─── Document section
Genealogy sites have the power to reconnect people with long-lost relatives, and a Georgia woman’s story was more than seven decades in the making.
Lifelong Ringgold woman Jean Stapp, 88, is about to meet her eldest child for the first time this weekend, 71 years after giving birth to him.
Stapp, then Jean Bell, was a preacher’s daughter who was only 16 when she got pregnant. It wasn’t an option to give birth at home. Under the guise of medical purposes, Stapp ventured to Seattle with her mom and her mom’s friend. There, she had her son and immediately came back home.
"My mother was so strict, and she didn't want anybody to look down on our family, so we had to go somewhere else to have the baby,” Stapp explained to Chattanooga-based WRCB-TV. She added, “after I had (the baby), I wasn't allowed to see him…People was there to take him. As soon as he was born, they took him."
Since then, she’s kept quiet.
But the long-kept family secret was unearthed when Stapp’s granddaughter, Donna Afman, submitted DNA to Ancestry.com. In March, she learned that her DNA matched with a close relative.
It turns out, that relative had been searching, too.
Patrick Sherman, of Washington, submitted his DNA to Ancestry in hopes of finding out who his birth mother was. His eldest daughter, Adawna Ruthart, told WRCB-TV that, over the course of about five years, their hope of finding answers had waned.
──────
- **What you will do**
a) According to the passage about Jean Stapp, how old was she when she got pregnant?
b) For each statement below, say whether it agrees with the passage about Jean Stapp. Answer yes or no, and quote the exact words from the passage that decide it.
(i) Stapp gave birth to her son in Seattle.
(ii) Donna Afman submitted DNA to Ancestry.com.
(iii) Patrick Sherman is from Georgia.
Answer using only the information in the passage about Jean Stapp.
─── Provided information
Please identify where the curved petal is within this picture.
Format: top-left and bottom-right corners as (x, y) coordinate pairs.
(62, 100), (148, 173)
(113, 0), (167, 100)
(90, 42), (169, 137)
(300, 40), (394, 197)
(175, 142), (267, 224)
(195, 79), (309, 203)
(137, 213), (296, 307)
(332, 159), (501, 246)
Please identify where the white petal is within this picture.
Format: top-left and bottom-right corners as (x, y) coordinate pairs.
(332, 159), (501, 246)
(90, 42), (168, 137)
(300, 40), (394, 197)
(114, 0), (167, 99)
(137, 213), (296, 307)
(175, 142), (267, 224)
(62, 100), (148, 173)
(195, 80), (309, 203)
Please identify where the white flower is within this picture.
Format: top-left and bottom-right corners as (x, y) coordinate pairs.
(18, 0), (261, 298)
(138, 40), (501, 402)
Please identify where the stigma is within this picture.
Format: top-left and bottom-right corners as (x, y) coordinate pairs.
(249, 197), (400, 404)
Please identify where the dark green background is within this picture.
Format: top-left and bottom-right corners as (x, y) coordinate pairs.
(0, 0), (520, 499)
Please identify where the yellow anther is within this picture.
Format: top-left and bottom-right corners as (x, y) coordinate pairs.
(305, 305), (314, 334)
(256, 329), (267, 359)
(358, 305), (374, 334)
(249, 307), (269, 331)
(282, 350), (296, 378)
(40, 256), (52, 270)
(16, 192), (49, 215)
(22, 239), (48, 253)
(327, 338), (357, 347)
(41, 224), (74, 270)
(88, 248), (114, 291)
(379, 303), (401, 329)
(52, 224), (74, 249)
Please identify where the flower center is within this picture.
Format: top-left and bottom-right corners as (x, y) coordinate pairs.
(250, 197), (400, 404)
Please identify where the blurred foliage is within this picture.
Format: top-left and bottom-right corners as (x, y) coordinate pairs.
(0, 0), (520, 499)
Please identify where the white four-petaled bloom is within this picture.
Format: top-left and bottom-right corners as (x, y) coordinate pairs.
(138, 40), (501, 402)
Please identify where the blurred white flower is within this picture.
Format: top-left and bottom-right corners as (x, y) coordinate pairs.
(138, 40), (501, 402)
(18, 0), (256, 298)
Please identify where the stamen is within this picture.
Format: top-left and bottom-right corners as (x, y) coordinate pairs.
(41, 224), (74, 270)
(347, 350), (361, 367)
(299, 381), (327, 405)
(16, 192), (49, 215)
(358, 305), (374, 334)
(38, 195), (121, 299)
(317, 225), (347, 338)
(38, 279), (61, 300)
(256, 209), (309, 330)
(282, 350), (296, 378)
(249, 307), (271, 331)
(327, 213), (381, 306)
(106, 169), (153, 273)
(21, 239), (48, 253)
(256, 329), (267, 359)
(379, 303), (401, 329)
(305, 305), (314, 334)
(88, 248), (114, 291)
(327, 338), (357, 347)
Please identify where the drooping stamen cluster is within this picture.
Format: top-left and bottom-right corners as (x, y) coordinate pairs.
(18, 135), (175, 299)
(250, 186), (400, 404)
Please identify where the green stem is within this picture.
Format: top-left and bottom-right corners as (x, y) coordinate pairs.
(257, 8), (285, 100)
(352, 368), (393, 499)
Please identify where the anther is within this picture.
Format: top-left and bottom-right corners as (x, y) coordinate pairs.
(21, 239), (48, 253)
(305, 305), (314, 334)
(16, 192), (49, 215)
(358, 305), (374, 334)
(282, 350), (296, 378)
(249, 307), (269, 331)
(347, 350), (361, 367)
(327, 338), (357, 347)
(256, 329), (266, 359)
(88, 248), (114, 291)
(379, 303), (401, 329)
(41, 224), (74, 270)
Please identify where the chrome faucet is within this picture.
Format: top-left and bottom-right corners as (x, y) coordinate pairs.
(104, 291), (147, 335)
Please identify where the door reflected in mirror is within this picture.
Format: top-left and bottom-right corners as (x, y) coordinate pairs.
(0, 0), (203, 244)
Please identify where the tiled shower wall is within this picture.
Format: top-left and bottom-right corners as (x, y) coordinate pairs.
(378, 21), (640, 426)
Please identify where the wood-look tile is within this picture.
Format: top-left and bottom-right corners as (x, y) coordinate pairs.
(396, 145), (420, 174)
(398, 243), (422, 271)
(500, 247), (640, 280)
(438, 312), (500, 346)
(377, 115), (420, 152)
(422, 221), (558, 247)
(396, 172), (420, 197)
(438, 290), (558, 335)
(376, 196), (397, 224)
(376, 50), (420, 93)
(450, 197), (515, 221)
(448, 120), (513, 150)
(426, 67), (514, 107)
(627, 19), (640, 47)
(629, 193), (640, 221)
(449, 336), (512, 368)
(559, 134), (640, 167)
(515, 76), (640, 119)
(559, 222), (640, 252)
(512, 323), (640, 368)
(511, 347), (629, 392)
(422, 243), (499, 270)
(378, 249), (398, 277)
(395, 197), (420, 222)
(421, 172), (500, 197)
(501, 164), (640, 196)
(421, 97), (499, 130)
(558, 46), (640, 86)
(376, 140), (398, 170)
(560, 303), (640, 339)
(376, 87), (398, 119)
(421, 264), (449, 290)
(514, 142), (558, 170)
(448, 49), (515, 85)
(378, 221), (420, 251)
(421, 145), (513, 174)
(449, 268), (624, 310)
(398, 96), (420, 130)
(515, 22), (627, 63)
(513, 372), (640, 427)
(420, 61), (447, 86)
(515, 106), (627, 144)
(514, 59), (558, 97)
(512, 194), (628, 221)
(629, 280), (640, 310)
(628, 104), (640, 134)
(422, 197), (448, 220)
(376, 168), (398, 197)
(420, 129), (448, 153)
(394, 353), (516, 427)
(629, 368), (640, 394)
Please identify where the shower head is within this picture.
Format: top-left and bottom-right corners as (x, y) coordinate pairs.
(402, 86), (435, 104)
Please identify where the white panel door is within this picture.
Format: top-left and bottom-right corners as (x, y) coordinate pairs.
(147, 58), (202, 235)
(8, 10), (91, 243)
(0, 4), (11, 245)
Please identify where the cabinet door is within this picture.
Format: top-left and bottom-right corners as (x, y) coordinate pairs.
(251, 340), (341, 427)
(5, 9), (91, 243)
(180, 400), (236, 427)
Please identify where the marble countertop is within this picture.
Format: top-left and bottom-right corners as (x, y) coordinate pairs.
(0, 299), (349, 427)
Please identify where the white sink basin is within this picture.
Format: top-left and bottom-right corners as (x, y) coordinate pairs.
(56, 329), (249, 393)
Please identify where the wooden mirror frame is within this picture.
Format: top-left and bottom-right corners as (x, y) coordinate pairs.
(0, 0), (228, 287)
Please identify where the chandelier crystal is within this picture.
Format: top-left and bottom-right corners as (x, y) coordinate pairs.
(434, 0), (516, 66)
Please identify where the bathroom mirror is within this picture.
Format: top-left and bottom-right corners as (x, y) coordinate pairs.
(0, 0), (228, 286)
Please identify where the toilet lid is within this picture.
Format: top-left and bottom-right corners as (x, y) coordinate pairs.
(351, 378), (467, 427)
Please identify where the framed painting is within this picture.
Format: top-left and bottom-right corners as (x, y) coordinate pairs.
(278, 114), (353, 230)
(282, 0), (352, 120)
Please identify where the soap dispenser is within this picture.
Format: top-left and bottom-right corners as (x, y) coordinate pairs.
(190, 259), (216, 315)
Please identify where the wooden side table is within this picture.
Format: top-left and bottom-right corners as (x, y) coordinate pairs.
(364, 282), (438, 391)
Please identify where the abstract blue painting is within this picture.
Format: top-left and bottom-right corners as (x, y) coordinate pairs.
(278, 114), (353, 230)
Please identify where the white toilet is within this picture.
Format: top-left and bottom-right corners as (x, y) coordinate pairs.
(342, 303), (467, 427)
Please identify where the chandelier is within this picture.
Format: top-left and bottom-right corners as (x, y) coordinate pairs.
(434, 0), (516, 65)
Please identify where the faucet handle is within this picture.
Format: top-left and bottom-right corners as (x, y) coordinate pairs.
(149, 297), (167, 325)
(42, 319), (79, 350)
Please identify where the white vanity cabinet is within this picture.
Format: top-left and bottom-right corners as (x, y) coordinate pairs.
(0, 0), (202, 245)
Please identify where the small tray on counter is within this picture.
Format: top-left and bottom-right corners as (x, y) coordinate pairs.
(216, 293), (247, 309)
──────
- **Task solutions**
a) She was 16 years old.

b)
(i) Yes: "Stapp ventured to Seattle with her mom and her mom’s friend. There, she had her son"
(ii) Yes: "Stapp’s granddaughter, Donna Afman, submitted DNA to Ancestry.com"
(iii) No: "Patrick Sherman, of Washington"